• _Set problem_:
Lay out every line of the entries below as a Markdown table with the columns Row and Entry line, numbering each row and skipping any blank lines.

• _Data for the task_:
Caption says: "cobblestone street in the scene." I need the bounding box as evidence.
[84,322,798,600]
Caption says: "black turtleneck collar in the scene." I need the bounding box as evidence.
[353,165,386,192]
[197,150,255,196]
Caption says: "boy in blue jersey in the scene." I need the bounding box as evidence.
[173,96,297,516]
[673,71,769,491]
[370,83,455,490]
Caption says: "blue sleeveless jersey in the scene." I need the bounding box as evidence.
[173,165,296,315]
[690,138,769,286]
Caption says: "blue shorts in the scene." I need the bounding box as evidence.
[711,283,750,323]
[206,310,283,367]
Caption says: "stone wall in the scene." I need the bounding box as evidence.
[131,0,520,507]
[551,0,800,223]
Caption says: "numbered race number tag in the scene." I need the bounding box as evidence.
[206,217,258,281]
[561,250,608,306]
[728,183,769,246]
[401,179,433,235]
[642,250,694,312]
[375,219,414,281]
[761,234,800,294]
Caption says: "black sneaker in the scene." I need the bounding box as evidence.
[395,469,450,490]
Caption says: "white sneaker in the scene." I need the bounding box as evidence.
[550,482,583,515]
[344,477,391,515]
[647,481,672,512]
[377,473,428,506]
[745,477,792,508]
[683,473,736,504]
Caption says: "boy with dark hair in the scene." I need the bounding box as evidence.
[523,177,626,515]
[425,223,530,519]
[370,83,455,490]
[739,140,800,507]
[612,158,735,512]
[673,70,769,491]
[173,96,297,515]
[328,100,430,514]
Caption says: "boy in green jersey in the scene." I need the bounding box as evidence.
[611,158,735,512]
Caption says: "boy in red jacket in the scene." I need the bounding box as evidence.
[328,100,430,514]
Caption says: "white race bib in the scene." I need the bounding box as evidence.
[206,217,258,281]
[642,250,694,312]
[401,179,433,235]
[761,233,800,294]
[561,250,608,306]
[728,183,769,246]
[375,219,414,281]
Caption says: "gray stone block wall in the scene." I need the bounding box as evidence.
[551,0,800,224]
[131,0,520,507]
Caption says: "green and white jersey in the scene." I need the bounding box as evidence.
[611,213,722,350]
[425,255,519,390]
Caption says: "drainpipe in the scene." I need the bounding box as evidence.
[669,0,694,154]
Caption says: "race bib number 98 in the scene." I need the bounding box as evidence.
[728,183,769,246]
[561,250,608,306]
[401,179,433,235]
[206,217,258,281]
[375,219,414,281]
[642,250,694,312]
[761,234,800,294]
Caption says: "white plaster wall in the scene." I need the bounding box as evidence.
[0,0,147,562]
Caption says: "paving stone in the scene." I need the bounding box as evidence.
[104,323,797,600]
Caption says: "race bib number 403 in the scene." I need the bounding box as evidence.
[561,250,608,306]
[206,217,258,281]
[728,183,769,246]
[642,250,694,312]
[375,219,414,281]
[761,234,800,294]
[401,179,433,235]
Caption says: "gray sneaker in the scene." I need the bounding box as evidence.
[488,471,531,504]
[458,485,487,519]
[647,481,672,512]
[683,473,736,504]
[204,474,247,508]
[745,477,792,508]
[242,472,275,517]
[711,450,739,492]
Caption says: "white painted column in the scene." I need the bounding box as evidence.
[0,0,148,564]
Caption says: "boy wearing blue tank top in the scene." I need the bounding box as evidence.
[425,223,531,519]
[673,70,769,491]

• _Reply_:
| Row | Entry line |
|---|---|
| 1 | Caption says: "cobblestone street in the scene." I need the bounding box as evidence. |
| 2 | [84,322,798,600] |
| 3 | Caption says: "black turtleneck collar in the scene." I need the bounding box as evidence. |
| 4 | [353,165,386,192] |
| 5 | [197,150,255,196] |
| 6 | Caption says: "boy in blue jersey in the scene." I need the bounding box as evidence. |
| 7 | [173,96,297,516] |
| 8 | [673,71,769,491] |
| 9 | [370,83,455,490] |
| 10 | Caption says: "blue sleeveless jersey in the scene." I need the bounding box as evidence. |
| 11 | [173,165,296,315] |
| 12 | [690,138,769,286] |
| 13 | Caption says: "blue shorts in the scene." I need the bounding box as evidence. |
| 14 | [711,283,750,323] |
| 15 | [206,310,283,367] |
| 16 | Caption says: "stone wall in the scene." I need the bounding box as evidence. |
| 17 | [131,0,520,507] |
| 18 | [551,0,800,223] |
| 19 | Caption says: "numbered race number tag in the scene." I need the bounding box as evidence. |
| 20 | [206,217,258,281] |
| 21 | [561,250,608,306] |
| 22 | [728,183,769,246] |
| 23 | [401,179,433,235] |
| 24 | [642,250,694,312] |
| 25 | [375,219,414,281] |
| 26 | [761,234,800,294] |
| 27 | Caption says: "black sneaker in the scene." I need the bounding box as evidence. |
| 28 | [395,469,450,490] |
| 29 | Caption says: "white sneaker in the scene." I need the bounding box as evidence. |
| 30 | [550,482,583,515] |
| 31 | [344,477,391,515] |
| 32 | [647,481,672,512] |
| 33 | [377,473,428,506] |
| 34 | [745,477,792,508] |
| 35 | [683,473,736,504] |
| 36 | Caption says: "boy with dark hair in the scene." I need the bounding box as evidence. |
| 37 | [523,177,626,515] |
| 38 | [425,223,530,519] |
| 39 | [370,83,455,490] |
| 40 | [739,140,800,507] |
| 41 | [612,158,735,512] |
| 42 | [673,70,769,491] |
| 43 | [173,96,297,515] |
| 44 | [328,100,430,514] |
| 45 | Caption says: "boy in green jersey in the scene." I need the bounding box as evidence. |
| 46 | [611,158,735,512] |
| 47 | Caption says: "boy in red jacket in the scene." I need the bounding box as evidence. |
| 48 | [328,100,430,514] |
| 49 | Caption says: "white race bib in the scene." I need the bounding box as evidence. |
| 50 | [206,217,258,281] |
| 51 | [642,250,694,312] |
| 52 | [401,179,433,235] |
| 53 | [761,233,800,294] |
| 54 | [561,250,608,306] |
| 55 | [728,183,769,246] |
| 56 | [375,219,414,281] |
| 57 | Caption says: "gray stone block wall in the scene." I need the bounding box as evidence. |
| 58 | [551,0,800,224] |
| 59 | [131,0,520,507] |
| 60 | Caption says: "green and white jersey in the scene." I need the bounding box as evidence. |
| 61 | [611,213,722,350] |
| 62 | [425,255,519,390] |
| 63 | Caption says: "drainpipe in the scene." I need the bounding box as evidence. |
| 64 | [669,0,694,154] |
| 65 | Caption says: "race bib number 98 in the scene." I need the bounding box as evidence. |
| 66 | [728,183,769,246] |
| 67 | [561,250,608,306] |
| 68 | [401,179,433,235] |
| 69 | [206,217,258,281] |
| 70 | [375,219,414,281] |
| 71 | [642,250,694,312] |
| 72 | [761,234,800,294] |
| 73 | Caption says: "white plaster wall in the scene." I need the bounding box as evidence. |
| 74 | [0,0,147,562] |
| 75 | Caption says: "paving stone in the scene." I need the bounding box as evidence. |
| 76 | [104,323,797,600] |
| 77 | Caption says: "race bib number 403 in the scene." I need the bounding box as evidence. |
| 78 | [561,250,608,306] |
| 79 | [206,217,258,281] |
| 80 | [728,183,769,246] |
| 81 | [642,250,694,312] |
| 82 | [375,219,414,281] |
| 83 | [761,234,800,294] |
| 84 | [401,179,433,235] |
| 85 | Caption says: "gray sneaker in the scene." I need the bounding box as evidence. |
| 86 | [488,471,531,504] |
| 87 | [458,485,487,519] |
| 88 | [647,481,672,512] |
| 89 | [683,473,736,504] |
| 90 | [204,474,247,508] |
| 91 | [745,477,792,508] |
| 92 | [242,472,275,517] |
| 93 | [711,450,739,492] |
| 94 | Caption says: "white painted column in the scene." I need the bounding box as evidence. |
| 95 | [0,0,148,564] |
| 96 | Caption says: "boy wearing blue tank top in the scene." I need the bounding box as evidence. |
| 97 | [425,223,531,519] |
| 98 | [673,70,769,491] |